- **REQUIRED TASK**: Please turn the items from the line containing "line in the image." up to and including the line containing "[372,0,481,44]" into a numbered list, leaving out any blank lines.

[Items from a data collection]
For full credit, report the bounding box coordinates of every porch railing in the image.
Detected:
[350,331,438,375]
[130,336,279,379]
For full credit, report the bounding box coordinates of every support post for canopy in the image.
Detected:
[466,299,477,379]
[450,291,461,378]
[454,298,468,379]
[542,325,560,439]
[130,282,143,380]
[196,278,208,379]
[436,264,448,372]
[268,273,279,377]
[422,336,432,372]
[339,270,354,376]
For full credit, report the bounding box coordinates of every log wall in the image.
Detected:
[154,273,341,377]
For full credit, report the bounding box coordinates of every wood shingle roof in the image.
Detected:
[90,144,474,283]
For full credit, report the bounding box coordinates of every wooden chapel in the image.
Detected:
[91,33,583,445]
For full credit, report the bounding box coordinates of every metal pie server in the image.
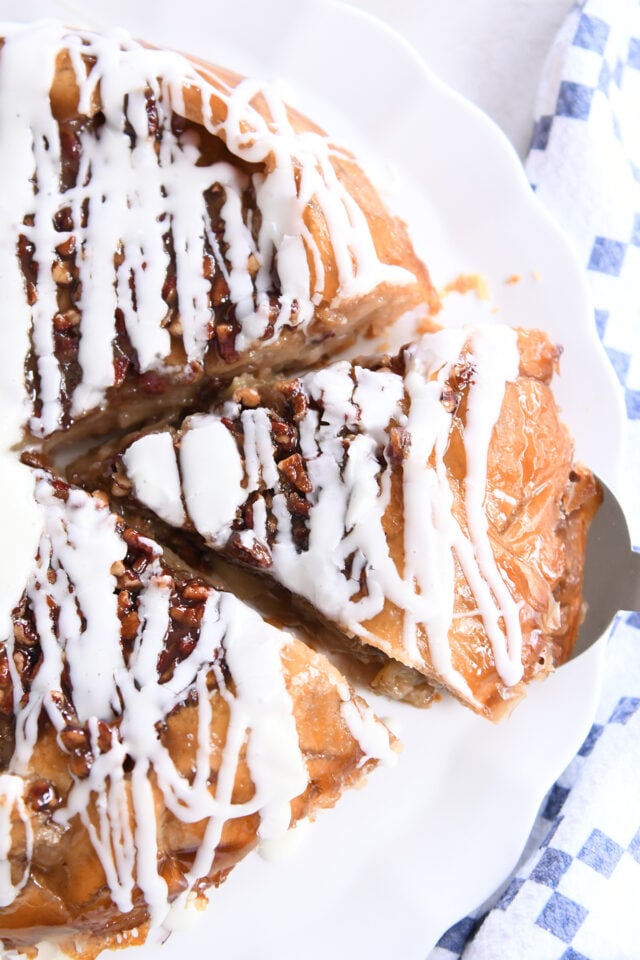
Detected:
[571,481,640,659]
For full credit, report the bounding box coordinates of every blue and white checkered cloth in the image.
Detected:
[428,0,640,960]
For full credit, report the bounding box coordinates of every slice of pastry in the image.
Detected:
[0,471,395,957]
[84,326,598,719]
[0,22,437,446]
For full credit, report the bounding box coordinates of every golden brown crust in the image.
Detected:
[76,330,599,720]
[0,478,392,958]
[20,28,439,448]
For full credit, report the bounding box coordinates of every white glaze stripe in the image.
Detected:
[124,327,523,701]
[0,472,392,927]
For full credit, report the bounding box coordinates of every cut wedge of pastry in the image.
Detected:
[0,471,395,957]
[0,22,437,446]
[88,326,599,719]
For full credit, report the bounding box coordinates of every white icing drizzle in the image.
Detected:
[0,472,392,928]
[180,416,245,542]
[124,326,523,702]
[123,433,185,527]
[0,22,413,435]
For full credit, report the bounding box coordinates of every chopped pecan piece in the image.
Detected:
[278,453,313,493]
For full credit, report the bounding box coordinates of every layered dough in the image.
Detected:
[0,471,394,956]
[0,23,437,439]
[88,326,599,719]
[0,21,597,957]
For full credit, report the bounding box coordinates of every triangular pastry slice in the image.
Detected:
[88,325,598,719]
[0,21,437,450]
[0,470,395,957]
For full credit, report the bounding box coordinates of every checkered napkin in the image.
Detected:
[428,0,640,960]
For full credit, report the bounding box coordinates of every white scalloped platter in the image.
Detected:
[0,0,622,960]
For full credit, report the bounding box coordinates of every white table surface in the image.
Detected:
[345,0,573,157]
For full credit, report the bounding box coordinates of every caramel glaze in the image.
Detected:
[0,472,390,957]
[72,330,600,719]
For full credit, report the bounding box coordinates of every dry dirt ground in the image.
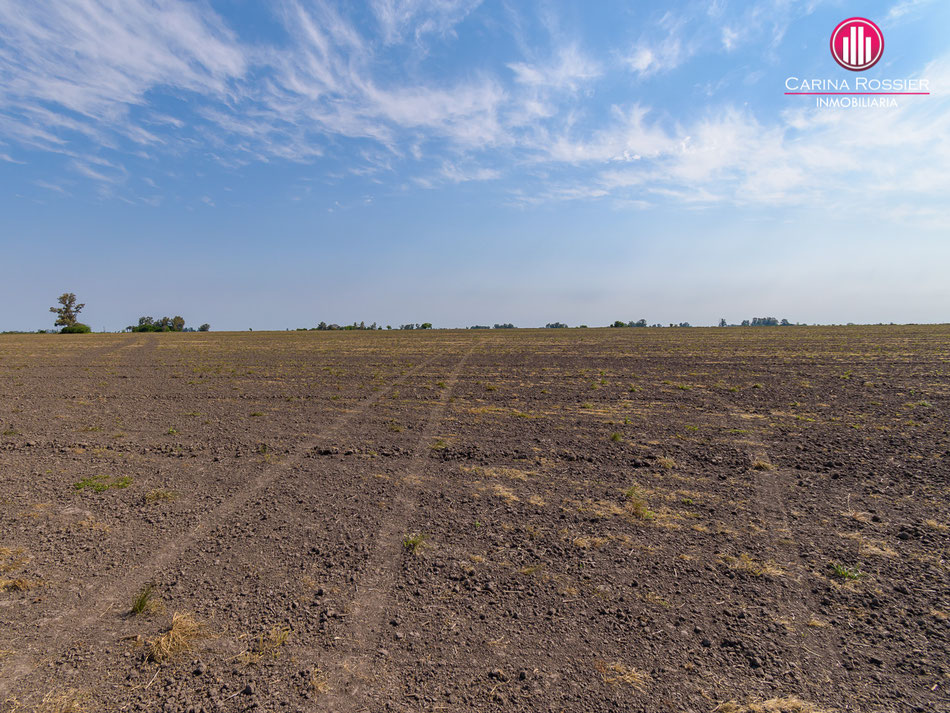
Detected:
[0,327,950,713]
...
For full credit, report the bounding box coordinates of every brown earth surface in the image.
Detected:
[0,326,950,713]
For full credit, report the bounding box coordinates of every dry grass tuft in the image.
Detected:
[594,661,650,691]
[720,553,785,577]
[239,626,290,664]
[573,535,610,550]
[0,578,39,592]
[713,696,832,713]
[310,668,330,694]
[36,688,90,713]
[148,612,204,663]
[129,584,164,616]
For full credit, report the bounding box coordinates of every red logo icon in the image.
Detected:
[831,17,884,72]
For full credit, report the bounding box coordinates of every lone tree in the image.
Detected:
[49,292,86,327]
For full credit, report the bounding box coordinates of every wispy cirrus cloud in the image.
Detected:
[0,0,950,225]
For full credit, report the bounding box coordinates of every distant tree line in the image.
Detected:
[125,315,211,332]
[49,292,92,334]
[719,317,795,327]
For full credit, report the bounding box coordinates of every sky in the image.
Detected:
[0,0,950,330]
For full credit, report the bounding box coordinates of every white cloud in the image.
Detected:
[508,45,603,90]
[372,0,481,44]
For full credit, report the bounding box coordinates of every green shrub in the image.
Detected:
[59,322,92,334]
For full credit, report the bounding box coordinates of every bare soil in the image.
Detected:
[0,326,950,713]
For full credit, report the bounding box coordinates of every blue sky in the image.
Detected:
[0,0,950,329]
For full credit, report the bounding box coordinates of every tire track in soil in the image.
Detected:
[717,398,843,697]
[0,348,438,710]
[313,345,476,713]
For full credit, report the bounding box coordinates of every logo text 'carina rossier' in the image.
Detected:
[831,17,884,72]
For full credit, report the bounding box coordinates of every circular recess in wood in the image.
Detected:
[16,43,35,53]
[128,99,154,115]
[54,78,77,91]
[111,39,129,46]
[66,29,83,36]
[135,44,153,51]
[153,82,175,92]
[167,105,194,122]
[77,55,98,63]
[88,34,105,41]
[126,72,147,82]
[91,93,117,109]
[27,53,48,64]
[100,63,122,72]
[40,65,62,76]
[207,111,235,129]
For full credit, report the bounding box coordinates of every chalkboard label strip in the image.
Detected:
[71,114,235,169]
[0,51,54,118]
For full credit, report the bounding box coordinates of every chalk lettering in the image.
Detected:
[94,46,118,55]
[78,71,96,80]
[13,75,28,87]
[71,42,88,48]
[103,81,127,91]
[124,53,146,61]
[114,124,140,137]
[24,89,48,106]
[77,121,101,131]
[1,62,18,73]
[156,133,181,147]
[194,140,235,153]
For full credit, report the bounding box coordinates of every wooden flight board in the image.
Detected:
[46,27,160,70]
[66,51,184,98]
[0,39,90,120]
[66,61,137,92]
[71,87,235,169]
==
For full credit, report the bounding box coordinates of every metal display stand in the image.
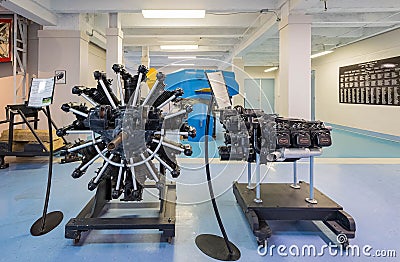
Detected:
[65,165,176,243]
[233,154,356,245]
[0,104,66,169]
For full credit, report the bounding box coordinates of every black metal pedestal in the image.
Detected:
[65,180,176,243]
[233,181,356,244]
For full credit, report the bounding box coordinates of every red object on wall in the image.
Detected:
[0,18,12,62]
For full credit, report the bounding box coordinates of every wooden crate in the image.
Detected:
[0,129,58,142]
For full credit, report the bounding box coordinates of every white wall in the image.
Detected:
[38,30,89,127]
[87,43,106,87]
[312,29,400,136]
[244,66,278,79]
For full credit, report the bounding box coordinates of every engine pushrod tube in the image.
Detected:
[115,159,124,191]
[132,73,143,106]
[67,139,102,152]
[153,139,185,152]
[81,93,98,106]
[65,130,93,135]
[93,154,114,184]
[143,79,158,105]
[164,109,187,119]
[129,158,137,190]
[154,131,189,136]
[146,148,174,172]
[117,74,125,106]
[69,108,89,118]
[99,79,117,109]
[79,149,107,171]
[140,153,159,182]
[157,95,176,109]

- **RESPONSE TO THIS TASK**:
1. For full credit, report the bounding box coordinates of every distant tree line in the image.
2. Detected:
3. [125,315,211,332]
4. [49,292,92,334]
5. [719,317,795,327]
6. For full credit, report the bounding box coordinates of every sky in the image.
7. Detected:
8. [0,0,950,330]
9. For full credit, report the bounding box coordinates of every white cloud in the image.
10. Detected:
11. [508,45,603,90]
12. [372,0,481,44]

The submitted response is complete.